(所示文本)
:::
很显然,使用id扫描,一定会慢,因为满足条件的数据都分布在1000万行后面。

1、c1,c2索引扫描,直接命中数据,加排序(100万条),略快。

postgres=# explain  analyze select * from tbl where c1=200 and c2=200 order by id limit 22000;  
                                                                  QUERY PLAN                                                                    
----------------------------------------------------------------------------------------------------------------------------------------------  
 Limit  (cost=69759.69..69814.69 rows=22000 width=20) (actual time=293.961..299.054 rows=22000 loops=1)  
   ->  Sort  (cost=69759.69..70011.02 rows=100533 width=20) (actual time=293.960..296.006 rows=22000 loops=1)  
         Sort Key: id  
         Sort Method: top-N heapsort  Memory: 3255kB  
         ->  Bitmap Heap Scan on tbl  (cost=1457.82..62005.97 rows=100533 width=20) (actual time=47.919..175.698 rows=1000000 loops=1)
:::
(条目摘录)
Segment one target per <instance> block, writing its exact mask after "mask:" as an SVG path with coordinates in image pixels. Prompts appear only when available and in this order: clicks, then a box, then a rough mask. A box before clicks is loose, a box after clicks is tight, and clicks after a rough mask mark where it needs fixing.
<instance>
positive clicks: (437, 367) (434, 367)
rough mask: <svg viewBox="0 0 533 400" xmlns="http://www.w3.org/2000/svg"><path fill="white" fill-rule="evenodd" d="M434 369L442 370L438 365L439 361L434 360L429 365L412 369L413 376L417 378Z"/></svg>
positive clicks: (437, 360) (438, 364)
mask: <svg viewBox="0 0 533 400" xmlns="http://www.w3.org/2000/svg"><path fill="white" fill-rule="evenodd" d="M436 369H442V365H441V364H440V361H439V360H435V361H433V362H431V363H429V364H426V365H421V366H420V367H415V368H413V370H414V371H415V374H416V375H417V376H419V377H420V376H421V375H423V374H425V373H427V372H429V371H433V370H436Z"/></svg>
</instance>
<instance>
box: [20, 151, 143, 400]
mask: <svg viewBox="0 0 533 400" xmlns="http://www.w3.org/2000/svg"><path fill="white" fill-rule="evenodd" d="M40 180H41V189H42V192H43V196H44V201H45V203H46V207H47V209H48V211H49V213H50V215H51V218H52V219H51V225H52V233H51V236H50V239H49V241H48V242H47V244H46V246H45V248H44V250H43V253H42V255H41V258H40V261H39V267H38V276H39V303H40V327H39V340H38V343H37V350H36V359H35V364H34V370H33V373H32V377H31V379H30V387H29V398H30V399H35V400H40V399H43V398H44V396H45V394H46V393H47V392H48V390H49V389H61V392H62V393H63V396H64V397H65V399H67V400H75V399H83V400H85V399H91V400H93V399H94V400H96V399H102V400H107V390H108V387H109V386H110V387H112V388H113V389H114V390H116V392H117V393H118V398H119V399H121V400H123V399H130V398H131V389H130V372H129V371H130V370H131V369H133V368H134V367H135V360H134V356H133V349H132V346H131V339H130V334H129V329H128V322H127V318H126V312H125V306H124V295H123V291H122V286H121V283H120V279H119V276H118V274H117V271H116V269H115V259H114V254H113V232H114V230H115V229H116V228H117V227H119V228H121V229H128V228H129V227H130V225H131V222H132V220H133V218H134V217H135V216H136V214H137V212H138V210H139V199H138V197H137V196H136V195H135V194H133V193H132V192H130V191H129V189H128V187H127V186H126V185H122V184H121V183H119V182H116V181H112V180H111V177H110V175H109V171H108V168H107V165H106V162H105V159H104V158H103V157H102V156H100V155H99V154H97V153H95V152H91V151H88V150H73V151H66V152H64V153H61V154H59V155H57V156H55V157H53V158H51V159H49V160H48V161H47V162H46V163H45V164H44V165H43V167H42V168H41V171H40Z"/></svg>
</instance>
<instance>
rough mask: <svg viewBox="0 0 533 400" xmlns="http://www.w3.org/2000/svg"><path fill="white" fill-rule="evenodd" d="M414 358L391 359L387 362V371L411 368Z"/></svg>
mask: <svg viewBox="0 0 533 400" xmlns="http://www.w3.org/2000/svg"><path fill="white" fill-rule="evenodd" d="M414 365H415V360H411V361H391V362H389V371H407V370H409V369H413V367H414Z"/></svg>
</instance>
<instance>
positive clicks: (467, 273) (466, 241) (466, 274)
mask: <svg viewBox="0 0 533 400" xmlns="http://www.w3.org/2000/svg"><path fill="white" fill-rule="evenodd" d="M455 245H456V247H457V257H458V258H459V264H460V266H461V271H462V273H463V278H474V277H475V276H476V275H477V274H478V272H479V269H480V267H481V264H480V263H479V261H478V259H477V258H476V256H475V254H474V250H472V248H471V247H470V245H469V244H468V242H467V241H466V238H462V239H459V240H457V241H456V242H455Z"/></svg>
:::
(操作要求)
a. 判断下列三项说法是否与关于 PostgreSQL 索引扫描的文字相符,逐项回答"是"或"否",并原样引用文中起决定作用的字句。(i) 满足条件的数据都位于1000万行之后。(ii) 查询计划中的排序方法是快速排序。(iii) 示例查询限制返回22000行。
b. 请接着关于 PostgreSQL 索引扫描的文字的最后一行往下续写。
上述条目是另行提供的独立材料。

(各题答案)
a.
(i) 是。"因为满足条件的数据都分布在1000万行后面"
(ii) 否。"Sort Method: top-N heapsort"
(iii) 是。"limit 22000"

b.
               Recheck Cond: ((c1 = 200) AND (c2 = 200))  
               Heap Blocks: exact=6370  
               ->  Bitmap Index Scan on idx_tbl_2  (cost=0.00..1432.69 rows=100533 width=0) (actual time=47.160..47.160 rows=1000000 loops=1)  
                     Index Cond: ((c1 = 200) AND (c2 = 200))  
 Planning time: 0.152 ms  
 Execution time: 300.664 ms  
(11 rows)  

2、id 索引扫描,慢。

postgres=# explain  analyze select * from tbl where c1=200 and c2=200 order by id limit 21000;  
                                                                QUERY PLAN                                                                  
------------------------------------------------------------------------------------------------------------------------------------------  
 Limit  (cost=0.43..67521.75 rows=21000 width=20) (actual time=1404.932..1412.594 rows=21000 loops=1)  
   ->  Index Scan using idx_tbl_1 on tbl  (cost=0.43..323244.26 rows=100533 width=20) (actual time=1404.930..1409.639 rows=21000 loops=1)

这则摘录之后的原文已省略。